REQUIREMENTS. Pick up the birdwatching diary below from where it stops and write the next part of the entry.

TEXT PROVIDED.
○ ○ ○

Wednesday 31 October 2007

What a noise ?

For the first time since the formation of the Starling roost at Venus Pools, I managed to be there as the roost started to form. The first thing noticeable was the noise from the trees in the car park, which quietened as soon as the birds left for the main pool area. This flock numbered around 500 individuals.

Arriving at the public hide it was evident that the actual numbers already in situ was very large indeed and every few minutes more small groups were arriving to join the twittering throng, the light was fading really fast as the sun dipped beneath the hills to the west.

On several occasions the whole group lifted for a lap of noise giving a fair display, mind you nothing like you would see at some the country's top roost sites.

Digital pictures at really low light are not pleasing at all as can be seen by the amount of noise present in the darker areas, but numbers can certainly be estimated from this.

Now to an exciting bit of news, I found two yes two Otters by the gap in the reeds opposite the public hide, thankfully there were others in the hide to enjoy this sighting. Now not having been there to take pictures although I had the machine with me, it was not ready to produce the relevant record shots. They had moved along the inside margin of the reed bed for some time before appearing for a little respite from the hunting, it was interesting to see part of their movement by small fish leaping out of the water to escape the sharp teeth approaching fast.

So it is worth keeping your eyes out for the unexpected.

See you there!


Flatter than a witch's chest!

Wrekin at Dawn

And that is no exageration.

So a few "I bored so take Kingfisher Pictures" moments at the pool after a fruitless search for the Whooper swans over in the Melverley area in the morning.

So a few images from the Attingham day, suggestions for the caption are eagerly awaited!!!

"How long you bin playing the mouth organ?"

C U Soon


Monday 29 October 2007

Just for a Change!

Well nothing to report really from the pools, it was all looking good in the morning sunshine with the Black headed gulls playing nursemaid to each of the groups of ducks as they fed. An injured Mute swan, not seriously, was really attacked by the resident male, with the female running back up in case there was a rush for sanctuary by the interloper.

So it was just a few shots for the record book and back home to continue the work on the web site!

Well tommorow is the whopper swan hunt.

See you all later


Sunday 28 October 2007

Shower time!

○ ○ ○

DATA EXTRACT.
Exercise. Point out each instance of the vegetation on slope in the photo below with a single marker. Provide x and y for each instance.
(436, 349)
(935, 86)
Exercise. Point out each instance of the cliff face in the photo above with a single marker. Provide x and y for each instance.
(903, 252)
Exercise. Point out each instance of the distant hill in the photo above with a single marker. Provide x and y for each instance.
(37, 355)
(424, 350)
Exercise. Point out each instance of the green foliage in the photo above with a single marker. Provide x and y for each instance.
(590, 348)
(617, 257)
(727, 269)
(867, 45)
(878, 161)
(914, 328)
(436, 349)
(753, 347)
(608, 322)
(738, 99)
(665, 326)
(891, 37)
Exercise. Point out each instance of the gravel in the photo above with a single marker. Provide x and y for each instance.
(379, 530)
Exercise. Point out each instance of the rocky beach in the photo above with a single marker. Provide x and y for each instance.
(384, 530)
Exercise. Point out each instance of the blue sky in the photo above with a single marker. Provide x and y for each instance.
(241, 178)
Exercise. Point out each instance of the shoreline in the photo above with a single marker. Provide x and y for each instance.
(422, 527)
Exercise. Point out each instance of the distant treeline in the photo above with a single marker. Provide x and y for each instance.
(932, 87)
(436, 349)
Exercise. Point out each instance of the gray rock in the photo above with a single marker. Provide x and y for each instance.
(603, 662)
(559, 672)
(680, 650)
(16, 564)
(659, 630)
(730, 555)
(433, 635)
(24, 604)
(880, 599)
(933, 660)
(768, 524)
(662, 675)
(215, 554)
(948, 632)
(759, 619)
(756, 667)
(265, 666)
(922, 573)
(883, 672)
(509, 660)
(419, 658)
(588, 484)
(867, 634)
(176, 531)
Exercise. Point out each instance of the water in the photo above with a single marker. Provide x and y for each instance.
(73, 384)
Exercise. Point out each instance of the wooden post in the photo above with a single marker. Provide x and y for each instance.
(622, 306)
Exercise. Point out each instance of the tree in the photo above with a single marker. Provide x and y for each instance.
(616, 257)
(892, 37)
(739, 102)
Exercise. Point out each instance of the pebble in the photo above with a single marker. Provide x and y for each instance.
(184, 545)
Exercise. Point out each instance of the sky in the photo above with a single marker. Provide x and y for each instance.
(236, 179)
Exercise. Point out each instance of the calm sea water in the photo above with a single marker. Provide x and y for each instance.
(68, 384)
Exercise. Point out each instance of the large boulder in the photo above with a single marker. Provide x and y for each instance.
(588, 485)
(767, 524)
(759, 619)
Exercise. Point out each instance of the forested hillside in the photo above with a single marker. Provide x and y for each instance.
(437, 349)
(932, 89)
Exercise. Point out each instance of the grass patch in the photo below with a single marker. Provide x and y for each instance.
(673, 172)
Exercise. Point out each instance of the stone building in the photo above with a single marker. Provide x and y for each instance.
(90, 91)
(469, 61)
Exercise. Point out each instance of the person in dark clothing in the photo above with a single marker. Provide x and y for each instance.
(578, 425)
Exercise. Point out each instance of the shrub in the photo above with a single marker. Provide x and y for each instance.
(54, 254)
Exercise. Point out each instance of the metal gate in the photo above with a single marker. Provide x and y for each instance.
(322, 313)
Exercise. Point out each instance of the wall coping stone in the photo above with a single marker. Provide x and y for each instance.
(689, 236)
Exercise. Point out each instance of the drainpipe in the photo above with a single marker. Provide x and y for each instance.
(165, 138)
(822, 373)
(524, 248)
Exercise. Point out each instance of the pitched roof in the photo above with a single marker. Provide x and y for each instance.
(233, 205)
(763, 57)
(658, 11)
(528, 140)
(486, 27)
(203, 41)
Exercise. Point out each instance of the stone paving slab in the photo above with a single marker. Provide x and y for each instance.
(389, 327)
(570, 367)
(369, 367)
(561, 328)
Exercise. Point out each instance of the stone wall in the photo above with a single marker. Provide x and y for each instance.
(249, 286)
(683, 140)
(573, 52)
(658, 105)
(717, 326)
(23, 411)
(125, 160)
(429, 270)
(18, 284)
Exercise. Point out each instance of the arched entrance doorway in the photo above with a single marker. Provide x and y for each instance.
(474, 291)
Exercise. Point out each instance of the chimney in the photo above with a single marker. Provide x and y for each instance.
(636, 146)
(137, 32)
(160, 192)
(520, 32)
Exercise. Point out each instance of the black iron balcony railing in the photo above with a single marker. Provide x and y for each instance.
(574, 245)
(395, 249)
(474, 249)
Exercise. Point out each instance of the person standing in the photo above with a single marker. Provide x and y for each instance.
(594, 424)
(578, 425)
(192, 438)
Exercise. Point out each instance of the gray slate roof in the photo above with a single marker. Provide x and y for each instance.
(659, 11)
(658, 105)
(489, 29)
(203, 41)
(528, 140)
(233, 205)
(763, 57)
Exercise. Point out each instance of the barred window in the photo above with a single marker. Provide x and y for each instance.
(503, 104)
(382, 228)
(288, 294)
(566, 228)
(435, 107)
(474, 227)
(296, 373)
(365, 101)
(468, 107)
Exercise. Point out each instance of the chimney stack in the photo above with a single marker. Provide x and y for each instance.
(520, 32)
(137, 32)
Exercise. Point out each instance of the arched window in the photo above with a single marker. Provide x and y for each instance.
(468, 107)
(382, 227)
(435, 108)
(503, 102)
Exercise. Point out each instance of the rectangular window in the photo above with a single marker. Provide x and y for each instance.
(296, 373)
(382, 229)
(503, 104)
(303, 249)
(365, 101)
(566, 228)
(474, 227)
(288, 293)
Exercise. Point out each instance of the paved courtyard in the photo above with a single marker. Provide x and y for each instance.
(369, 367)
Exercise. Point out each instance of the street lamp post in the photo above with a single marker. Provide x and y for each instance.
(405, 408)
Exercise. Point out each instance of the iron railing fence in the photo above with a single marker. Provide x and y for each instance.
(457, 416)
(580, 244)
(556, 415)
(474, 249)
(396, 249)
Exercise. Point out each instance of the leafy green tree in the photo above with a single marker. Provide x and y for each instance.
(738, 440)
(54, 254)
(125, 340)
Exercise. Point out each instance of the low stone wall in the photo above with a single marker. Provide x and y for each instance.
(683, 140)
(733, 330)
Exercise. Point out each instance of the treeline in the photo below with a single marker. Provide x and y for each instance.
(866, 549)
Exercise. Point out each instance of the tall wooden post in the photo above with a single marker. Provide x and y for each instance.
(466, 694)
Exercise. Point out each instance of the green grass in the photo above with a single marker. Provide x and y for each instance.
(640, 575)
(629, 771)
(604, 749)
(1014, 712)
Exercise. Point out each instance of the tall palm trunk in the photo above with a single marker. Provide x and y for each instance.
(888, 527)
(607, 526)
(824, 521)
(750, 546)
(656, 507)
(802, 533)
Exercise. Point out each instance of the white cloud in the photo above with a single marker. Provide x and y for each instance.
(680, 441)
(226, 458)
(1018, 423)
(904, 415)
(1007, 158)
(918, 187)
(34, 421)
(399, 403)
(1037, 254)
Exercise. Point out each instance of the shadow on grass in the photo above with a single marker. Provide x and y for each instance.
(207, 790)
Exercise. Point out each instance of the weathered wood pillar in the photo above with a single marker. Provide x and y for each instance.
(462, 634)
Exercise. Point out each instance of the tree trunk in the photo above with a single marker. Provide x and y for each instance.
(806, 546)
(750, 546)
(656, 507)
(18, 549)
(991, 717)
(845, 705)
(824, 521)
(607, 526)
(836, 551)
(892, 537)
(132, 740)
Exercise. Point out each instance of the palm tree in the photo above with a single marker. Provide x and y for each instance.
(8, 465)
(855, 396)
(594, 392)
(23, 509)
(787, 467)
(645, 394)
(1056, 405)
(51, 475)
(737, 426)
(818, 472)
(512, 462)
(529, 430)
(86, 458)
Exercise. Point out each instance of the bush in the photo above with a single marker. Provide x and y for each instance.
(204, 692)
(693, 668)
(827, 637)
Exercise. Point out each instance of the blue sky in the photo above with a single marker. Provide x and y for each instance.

○ ○ ○

RESULT FOR THIS EXERCISE.
With the body clock out of kilter with the rest of the country, I made an earlier than planned visit to Venus Pools today. It was interesting to see the result of the "topping" that had taken place on the two work party days last week. The islands now clear of the vegetation enabled a good clear view around the pool, sadly there was not a lot in the newly opened areas, or in any of the other areas either.
It did not take long for the rain to start and continue for a good spell, rather a relaxing sound as it hit the roof of the hide. The Kingfisher chose this moment to make its first appearance of the morning and started to preen in the clean! water.

The majority of Shoveler left around this time, but the Swans from the Trout pool put in appearance in force and with the resident adults of goodness knows where at the time the interlopers started to hassle the resident cygnets for a good while, and any other adult swan that decided it was fair game to invade an otherwise well protected area.

A chance conversation with another birder produced a good report of Whooper swans at the Malverly area, a good place for the past few years. However as they are on private farm land stay to the footpaths if you should go.

So with the low light and the rain it was an early return home, to work on green and goldfinch shots around the feeders as they were building in numbers daily, and squabbling on a minute by minute basis, shame the light was not sufficient for action shots.

Well there it is short and sweet, really it is dire! very little activity on the birding front from around the count, some nice starling activity at the pools late on worth a look.

see you

Sunday 21 October 2007

Fishing for Comments

Its not a blog, its a comment cruiser. got a view on the format of this Kingfisher post I would love to hear them.

We live in "Dangerous" times!!!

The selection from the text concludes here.